[Start of EXTRACT PROVIDED]

Data manipulation with numpy: tips and tricks, part 1
Data manipulation with numpy: tips and tricks, part 1¶
Some inobvious examples of what you can do with numpy are collected here.
Examples are mostly coming from area of machine learning, but will be useful if you're doing number crunching in python.
from __future__ import print_function # for python 2 & python 3 compatibility
%matplotlib inline
import numpy as np
1. numpy.argsort¶
Sorting values of one array according to the other¶
Say, we want to order the people according to their age and their heights.
ages = np.random.randint(low=30, high=60, size=10)
heights = np.random.randint(low=150, high=210, size=10)
print(ages)
print(heights)
sorter = np.argsort(ages)
print(ages[sorter])
print(heights[sorter])
once you computed permutation, you can apply it many times - this is fast.
Frequently to solve this problem people use sorted(zip(ages, heights)), which is much slower (10-20 times slower on large arrays).
Computing inverse of permutation¶
permutations in numpy are simply arrays:
permutation = np.random.permutation(10)
original = np.array(list('abcdefghij'))
print(permutation)
print(original)
print(original[permutation])
Inverse permutation is computed using numpy.argsort (again!)
inverse_permutation = np.argsort(permutation)
print(original[permutation][inverse_permutation])
This is true because of two facts:
indexing operation is associative (dramatically simple and interesting fact):
a[b][c] = a[b[c]]
provided that
a
,b
,c
are 1-dimensional arrays`permutation[inverse_permutation] is identical permutation:
permutation[inverse_permutation]
Even faster inverse permutation¶
As was said, numpy.argsort returns inverse permutation, but it takes $O(n \log(n))$ time, while computing inverse permutation should take $O(n)$.
This optimal way can be written in numpy.
print(np.argsort(permutation))
inverse_permutation = np.empty(len(permutation), dtype=np.int)
inverse_permutation[permutation] = np.arange(len(permutation))
print(inverse_permutation)
Computing order of elements in array¶
frequently it is important to compute order of each value in array.
In other words, for each element in array we want to find the number of elements smaller than given.
data = np.random.random(10)
print(data)
print(np.argsort(np.argsort(data)))
NB: there is scipy function which does the same, but it's more general and faster, so prefer using it:
from scipy.stats import rankdata
rankdata(data) - 1
IronTransform (flattener of distribution)¶
Sometimes you need to write monotonic tranformation, which turns one distribution into uniform.

[End of EXTRACT PROVIDED]

SHORT EXERCISE A
Reproduce the records word for word, starting at the line that contains "Habitat-count request: mark the hockey" and ending at the last line of the records, with both of those lines included.
The numpy tips page has no connection to the records that follow it.

[Start of EXTRACTED INFORMATION]

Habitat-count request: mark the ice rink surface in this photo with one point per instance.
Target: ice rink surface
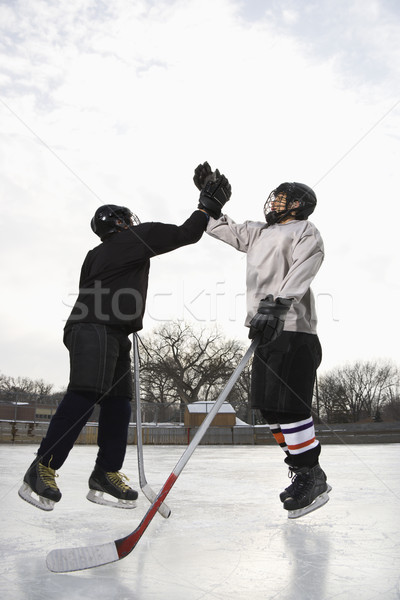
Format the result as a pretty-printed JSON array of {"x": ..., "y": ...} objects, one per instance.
[{"x": 228, "y": 537}]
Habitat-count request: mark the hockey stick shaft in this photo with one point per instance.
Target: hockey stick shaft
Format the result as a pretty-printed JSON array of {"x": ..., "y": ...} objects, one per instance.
[
  {"x": 150, "y": 494},
  {"x": 127, "y": 544},
  {"x": 76, "y": 559}
]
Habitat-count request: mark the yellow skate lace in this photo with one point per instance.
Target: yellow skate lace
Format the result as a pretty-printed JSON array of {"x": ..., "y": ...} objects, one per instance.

[End of EXTRACTED INFORMATION]

SHORT EXERCISE B
According to the numpy tips page, how much slower is sorted(zip(ages, heights)) on large arrays?

PROBLEM SOLUTION A
Habitat-count request: mark the hockey stick shaft in this photo with one point per instance.
Target: hockey stick shaft
Format the result as a pretty-printed JSON array of {"x": ..., "y": ...} objects, one per instance.
[
  {"x": 150, "y": 494},
  {"x": 127, "y": 544},
  {"x": 76, "y": 559}
]
Habitat-count request: mark the yellow skate lace in this photo with one point per instance.
Target: yellow skate lace
Format the result as a pretty-printed JSON array of {"x": ..., "y": ...} objects, one per instance.

PROBLEM SOLUTION B
It is 10-20 times slower on large arrays.